[About this task] Give back every entry below, exactly as written.

[Records to use]
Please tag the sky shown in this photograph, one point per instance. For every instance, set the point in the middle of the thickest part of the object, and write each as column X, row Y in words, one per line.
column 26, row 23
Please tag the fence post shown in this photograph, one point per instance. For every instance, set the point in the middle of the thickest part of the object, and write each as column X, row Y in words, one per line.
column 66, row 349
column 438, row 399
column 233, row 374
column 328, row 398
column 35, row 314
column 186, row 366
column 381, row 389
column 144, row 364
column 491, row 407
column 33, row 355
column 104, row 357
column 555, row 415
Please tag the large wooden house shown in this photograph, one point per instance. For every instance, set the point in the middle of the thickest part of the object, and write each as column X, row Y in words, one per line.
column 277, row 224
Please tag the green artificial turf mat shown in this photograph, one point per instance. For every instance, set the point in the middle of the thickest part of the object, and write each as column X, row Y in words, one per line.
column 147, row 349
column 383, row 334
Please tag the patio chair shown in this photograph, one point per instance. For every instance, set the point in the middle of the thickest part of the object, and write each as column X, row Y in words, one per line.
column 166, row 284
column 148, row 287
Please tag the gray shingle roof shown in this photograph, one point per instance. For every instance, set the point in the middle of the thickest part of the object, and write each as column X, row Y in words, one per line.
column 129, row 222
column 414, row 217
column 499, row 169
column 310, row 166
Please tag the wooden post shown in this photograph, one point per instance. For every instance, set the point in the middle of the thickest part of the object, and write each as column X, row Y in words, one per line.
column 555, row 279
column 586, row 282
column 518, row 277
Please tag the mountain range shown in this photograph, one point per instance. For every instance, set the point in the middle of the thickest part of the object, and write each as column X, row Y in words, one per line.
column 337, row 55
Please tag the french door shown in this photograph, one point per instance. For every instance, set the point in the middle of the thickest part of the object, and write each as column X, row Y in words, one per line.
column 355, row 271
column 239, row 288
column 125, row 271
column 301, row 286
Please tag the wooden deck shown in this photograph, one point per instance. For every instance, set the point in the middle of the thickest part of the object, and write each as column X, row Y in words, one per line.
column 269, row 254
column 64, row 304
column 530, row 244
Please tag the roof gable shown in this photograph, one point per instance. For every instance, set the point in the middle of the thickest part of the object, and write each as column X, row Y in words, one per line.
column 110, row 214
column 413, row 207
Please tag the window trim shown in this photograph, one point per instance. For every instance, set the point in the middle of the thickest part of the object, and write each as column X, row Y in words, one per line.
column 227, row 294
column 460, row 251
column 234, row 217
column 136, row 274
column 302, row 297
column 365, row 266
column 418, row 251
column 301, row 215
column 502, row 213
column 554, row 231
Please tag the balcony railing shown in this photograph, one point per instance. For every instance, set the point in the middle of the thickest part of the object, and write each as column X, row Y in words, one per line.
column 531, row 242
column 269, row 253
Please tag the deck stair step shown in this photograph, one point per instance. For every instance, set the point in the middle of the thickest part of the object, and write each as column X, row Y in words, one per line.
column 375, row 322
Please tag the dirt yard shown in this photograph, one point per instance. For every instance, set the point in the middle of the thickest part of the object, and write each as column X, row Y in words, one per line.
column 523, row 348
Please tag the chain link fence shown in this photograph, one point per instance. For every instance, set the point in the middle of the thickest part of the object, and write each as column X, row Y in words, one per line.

[Exercise response]
Please tag the sky shown in this photograph, one point per instance. For every instance, set the point in the middle of the thickest part of the object, and write each as column X, row Y in words, one per line.
column 26, row 23
Please tag the fence post shown in this photograph, one point per instance. For every instance, set the point in the middle of the thickest part of the object, and write each as column X, row Y in words, one per line.
column 66, row 349
column 438, row 399
column 233, row 374
column 328, row 398
column 35, row 314
column 186, row 366
column 381, row 389
column 144, row 364
column 491, row 407
column 33, row 355
column 104, row 357
column 555, row 415
Please tag the large wooden house shown in this photograph, one point per instance. For every instance, set the point in the middle of the thickest part of the object, and write each as column X, row Y in words, one per line.
column 277, row 224
Please tag the green artificial turf mat shown in this photograph, one point per instance. For every instance, set the point in the middle of the thickest part of the object, and write each as column X, row Y in words, one per line.
column 147, row 349
column 383, row 334
Please tag the patio chair shown in this photograph, one point per instance. For every instance, set the point in the middle of the thickest part of the object, and write each as column X, row Y in words, one per line.
column 166, row 284
column 148, row 287
Please tag the gray shingle roof shown in this photograph, one point per instance. For every instance, set the point in the middle of the thickest part of the object, and write each as column X, row Y in words, one per line.
column 129, row 222
column 414, row 217
column 499, row 169
column 310, row 166
Please tag the wooden post shown in this photograph, one point per instance. For every instance, set the point in the middle of the thickest part of the object, and write each as column X, row Y in words, one per line.
column 555, row 279
column 586, row 282
column 518, row 277
Please tag the mountain range shown in this photograph, one point per instance. For every instance, set the point in the middle of the thickest part of the object, and write each as column X, row Y in words, one per line.
column 337, row 55
Please tag the french door shown in this photograph, one point per instance. For every instance, set the point in the middle of the thickest part of the object, and write each as column X, row Y in words, one per line.
column 355, row 271
column 239, row 288
column 125, row 271
column 301, row 286
Please tag the wooden deck shown in this photograph, one point per instance. For every instance, set the point in the middle of the thickest part of the object, and write each as column X, row Y in words, one per line.
column 269, row 254
column 64, row 304
column 530, row 244
Please tag the roof gable shown in this photograph, one point per instance. For every instance, set the point in the middle of the thickest part of the object, and write each as column X, row Y in words, one per line.
column 110, row 214
column 413, row 207
Please tag the window trim shown in this photograph, one point per instance. For every instance, set the point in the middle of the thickest part of the object, and write each as column X, row Y in words, one per line.
column 227, row 294
column 460, row 251
column 234, row 217
column 136, row 274
column 302, row 297
column 365, row 266
column 418, row 251
column 301, row 215
column 502, row 213
column 554, row 231
Please tag the balcony railing shown in this photograph, one point per instance. For every instance, set the point in the middle of the thickest part of the object, and write each as column X, row Y in words, one per line.
column 531, row 242
column 269, row 253
Please tag the deck stair step shown in this photograph, one point per instance. For every instance, set the point in the middle of the thickest part of the object, and write each as column X, row Y in words, one per line.
column 375, row 322
Please tag the dirt yard shown in this photograph, one point per instance. For every instance, set the point in the middle of the thickest part of the object, and write each as column X, row Y in words, one per line.
column 523, row 348
Please tag the chain link fence shown in this photograph, one point per instance. For every instance, set the point in the middle of the thickest part of the object, and write each as column X, row Y in words, one per line.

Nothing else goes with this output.